Asterolasia buxifolia is a species of spindly shrub in the family Rutaceae and is endemic to a restricted area of eastern New South Wales. It has star-shaped hairs on its stems, leathery leaves and yellow flowers arranged singly in leaf axils with star-shaped hairs on the back of the petals.

==Description==
Asterolasia buxifolia is a spindly shrub that typically grows to a height of 1–2 m with its stems covered with star-shaped hairs. The leaves are leathery and egg-shaped with the narrower end towards the base, 5–18 mm long and 3–10 mm wide on a petiole 2–7 mm long. The upper surface of the leaves is glabrous but the lower surface is covered with star-shaped hairs. The flowers are arranged singly in leaf axils, each flower on a pedicel up to 1–1.5 mm long. The five petals are yellow, elliptical, 6–7 mm long and covered with star-shaped hairs on the back.

==Taxonomy==
This species was first described in 1863 by George Bentham who published the description in Flora Australiensis.

Saved entries
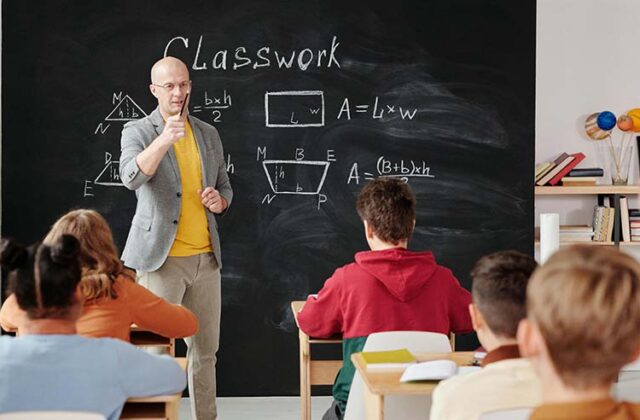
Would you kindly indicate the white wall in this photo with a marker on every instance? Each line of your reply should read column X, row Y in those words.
column 587, row 60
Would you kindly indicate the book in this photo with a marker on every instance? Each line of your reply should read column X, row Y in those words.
column 578, row 182
column 611, row 215
column 577, row 158
column 542, row 169
column 388, row 359
column 435, row 370
column 624, row 219
column 588, row 172
column 560, row 162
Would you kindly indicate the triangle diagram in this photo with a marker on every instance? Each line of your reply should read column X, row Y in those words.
column 110, row 175
column 126, row 110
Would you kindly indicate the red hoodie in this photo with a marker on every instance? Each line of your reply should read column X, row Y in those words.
column 394, row 289
column 388, row 290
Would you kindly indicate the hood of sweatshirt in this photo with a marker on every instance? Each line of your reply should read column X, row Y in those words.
column 401, row 271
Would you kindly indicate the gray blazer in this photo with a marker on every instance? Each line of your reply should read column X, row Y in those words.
column 155, row 223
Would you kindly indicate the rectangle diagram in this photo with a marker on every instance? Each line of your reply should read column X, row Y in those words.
column 294, row 109
column 295, row 176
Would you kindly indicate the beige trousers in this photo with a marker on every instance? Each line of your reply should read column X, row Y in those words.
column 194, row 282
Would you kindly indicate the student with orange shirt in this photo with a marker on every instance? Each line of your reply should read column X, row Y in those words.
column 582, row 326
column 113, row 300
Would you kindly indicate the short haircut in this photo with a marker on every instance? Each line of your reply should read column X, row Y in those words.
column 586, row 303
column 43, row 277
column 389, row 207
column 500, row 289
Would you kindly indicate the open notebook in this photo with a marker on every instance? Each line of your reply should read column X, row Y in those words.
column 435, row 370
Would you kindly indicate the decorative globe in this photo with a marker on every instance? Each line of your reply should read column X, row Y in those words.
column 625, row 123
column 606, row 120
column 592, row 129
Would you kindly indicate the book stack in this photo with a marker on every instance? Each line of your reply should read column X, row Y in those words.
column 552, row 172
column 603, row 218
column 582, row 177
column 576, row 233
column 634, row 224
column 388, row 359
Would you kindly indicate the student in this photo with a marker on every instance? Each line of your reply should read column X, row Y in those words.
column 51, row 368
column 385, row 289
column 582, row 326
column 506, row 381
column 113, row 301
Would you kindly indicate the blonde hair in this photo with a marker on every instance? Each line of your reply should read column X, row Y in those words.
column 98, row 256
column 586, row 302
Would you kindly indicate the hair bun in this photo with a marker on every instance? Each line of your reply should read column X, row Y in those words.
column 64, row 249
column 12, row 254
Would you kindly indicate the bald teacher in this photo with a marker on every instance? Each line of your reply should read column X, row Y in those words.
column 175, row 164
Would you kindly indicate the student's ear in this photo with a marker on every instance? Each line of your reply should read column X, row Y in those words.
column 636, row 356
column 79, row 295
column 529, row 338
column 476, row 317
column 368, row 230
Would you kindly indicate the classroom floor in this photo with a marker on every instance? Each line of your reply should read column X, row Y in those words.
column 277, row 408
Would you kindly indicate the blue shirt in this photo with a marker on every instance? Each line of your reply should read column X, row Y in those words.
column 74, row 373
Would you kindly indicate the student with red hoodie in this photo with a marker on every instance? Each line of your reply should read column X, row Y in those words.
column 388, row 288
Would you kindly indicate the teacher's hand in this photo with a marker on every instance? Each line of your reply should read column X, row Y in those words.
column 212, row 200
column 174, row 129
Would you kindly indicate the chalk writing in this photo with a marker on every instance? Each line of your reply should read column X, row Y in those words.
column 265, row 56
column 403, row 169
column 216, row 104
column 294, row 109
column 378, row 111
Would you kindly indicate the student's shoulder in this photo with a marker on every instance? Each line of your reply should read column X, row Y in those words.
column 345, row 271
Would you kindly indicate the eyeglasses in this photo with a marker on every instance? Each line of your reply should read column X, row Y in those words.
column 170, row 86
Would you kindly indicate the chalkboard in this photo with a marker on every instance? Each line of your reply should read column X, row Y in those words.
column 312, row 99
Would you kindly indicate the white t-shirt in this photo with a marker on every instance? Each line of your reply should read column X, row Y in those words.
column 74, row 373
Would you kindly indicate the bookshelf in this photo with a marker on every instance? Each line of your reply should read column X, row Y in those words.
column 600, row 191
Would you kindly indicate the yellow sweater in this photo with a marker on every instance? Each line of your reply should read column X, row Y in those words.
column 192, row 237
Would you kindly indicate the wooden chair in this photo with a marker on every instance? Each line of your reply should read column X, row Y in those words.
column 145, row 338
column 52, row 415
column 313, row 372
column 397, row 407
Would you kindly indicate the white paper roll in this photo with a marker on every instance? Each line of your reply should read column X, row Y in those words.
column 549, row 235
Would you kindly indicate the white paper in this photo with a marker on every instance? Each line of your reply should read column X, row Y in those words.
column 434, row 370
column 549, row 235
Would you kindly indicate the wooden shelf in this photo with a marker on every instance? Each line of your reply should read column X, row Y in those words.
column 593, row 243
column 594, row 189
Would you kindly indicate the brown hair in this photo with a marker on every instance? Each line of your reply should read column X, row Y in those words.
column 98, row 256
column 389, row 207
column 43, row 277
column 586, row 302
column 500, row 289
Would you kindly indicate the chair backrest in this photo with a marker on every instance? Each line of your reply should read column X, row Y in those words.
column 397, row 407
column 512, row 414
column 51, row 415
column 628, row 386
column 414, row 341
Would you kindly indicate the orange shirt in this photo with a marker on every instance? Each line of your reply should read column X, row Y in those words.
column 607, row 409
column 108, row 317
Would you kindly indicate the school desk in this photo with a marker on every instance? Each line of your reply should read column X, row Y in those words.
column 378, row 384
column 158, row 407
column 313, row 372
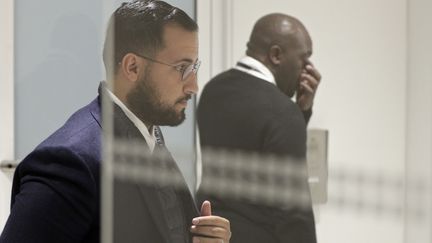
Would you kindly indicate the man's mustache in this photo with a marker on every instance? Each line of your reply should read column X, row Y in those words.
column 185, row 98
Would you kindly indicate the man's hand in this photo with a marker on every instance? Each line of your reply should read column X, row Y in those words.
column 309, row 81
column 209, row 228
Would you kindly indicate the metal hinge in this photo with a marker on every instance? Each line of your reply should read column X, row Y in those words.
column 8, row 164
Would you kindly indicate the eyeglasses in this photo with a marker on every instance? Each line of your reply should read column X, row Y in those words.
column 185, row 69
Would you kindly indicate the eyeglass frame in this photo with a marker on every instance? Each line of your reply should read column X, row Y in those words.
column 180, row 67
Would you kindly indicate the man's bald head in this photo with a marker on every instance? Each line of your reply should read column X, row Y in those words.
column 273, row 29
column 283, row 45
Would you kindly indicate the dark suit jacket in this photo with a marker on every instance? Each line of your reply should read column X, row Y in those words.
column 56, row 190
column 238, row 111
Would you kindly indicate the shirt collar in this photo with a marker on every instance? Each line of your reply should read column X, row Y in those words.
column 254, row 67
column 150, row 138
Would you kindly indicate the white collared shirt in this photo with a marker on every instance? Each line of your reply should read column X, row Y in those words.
column 150, row 138
column 255, row 68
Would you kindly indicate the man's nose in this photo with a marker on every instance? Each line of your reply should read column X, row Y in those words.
column 191, row 85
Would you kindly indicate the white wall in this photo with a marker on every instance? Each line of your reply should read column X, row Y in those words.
column 419, row 121
column 360, row 47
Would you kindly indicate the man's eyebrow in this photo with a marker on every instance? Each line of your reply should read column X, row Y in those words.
column 186, row 60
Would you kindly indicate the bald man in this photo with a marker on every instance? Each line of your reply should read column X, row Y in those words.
column 249, row 108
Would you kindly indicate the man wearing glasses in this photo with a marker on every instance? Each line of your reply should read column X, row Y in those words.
column 151, row 59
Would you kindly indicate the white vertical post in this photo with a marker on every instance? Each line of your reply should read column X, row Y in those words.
column 6, row 104
column 7, row 142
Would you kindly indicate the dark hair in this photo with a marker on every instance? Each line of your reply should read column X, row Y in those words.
column 137, row 27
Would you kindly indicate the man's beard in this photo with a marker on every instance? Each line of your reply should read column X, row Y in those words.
column 144, row 101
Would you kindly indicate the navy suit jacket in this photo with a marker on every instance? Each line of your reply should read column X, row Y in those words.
column 56, row 189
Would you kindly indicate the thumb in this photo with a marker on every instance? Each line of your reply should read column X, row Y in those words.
column 206, row 208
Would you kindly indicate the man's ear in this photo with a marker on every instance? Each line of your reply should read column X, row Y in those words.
column 275, row 54
column 130, row 66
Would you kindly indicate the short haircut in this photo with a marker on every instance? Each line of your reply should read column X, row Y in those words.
column 138, row 27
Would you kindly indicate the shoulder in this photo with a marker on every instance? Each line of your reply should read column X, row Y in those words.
column 73, row 148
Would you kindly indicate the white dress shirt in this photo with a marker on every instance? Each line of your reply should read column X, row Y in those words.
column 255, row 68
column 149, row 137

● ACTIVITY LIST:
(1) According to the passage on Asterolasia buxifolia, who first described the species, and in what year?
(2) Continue the passage on Asterolasia buxifolia from where it stops.

● ANSWERS FOR EACH ITEM:
(1) George Bentham described it in 1863.

(2)
==Distribution and habitat==
Asterolasia buxifolia is only known from a single site near the River Lett where it grows among granite rocks in forest in the Central Tablelands of eastern New South Wales.

==Conservation status==
This plant was only rediscovered in 2000 and little is known about it. It is listed as "endangered" under the New South Wales Government Biodiversity Conservation Act 2016. The main threats to the species include weed invasion, habitat disturbance and grazing by rabbits, hares and livestock. As of September 2023, it is listed as critically endangered under the EBPC Act.